··· Records provided ···

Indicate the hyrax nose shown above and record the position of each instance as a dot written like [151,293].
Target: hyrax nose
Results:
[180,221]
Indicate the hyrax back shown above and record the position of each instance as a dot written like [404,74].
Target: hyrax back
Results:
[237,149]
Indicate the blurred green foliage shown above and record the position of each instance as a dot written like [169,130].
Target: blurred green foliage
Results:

···
··· Records provided ···

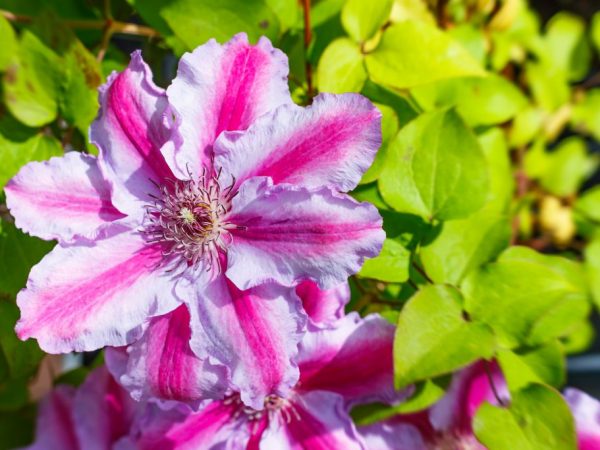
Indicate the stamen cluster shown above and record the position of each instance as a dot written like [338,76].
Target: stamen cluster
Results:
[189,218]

···

**Instruction**
Extract every line of the records that contains the word "each".

**Right answer**
Indicate the hyrax nose shown above and record the position of each instance as a dot written like [151,293].
Indicate the hyrax back shown above and record the position of each instance as a dot written like [404,74].
Indicate the blurred green foliage shown above and record the position of each instance as a dot written like [169,130].
Indicate the stamen cluster shown above and record the position of each instance as a dot written like [338,76].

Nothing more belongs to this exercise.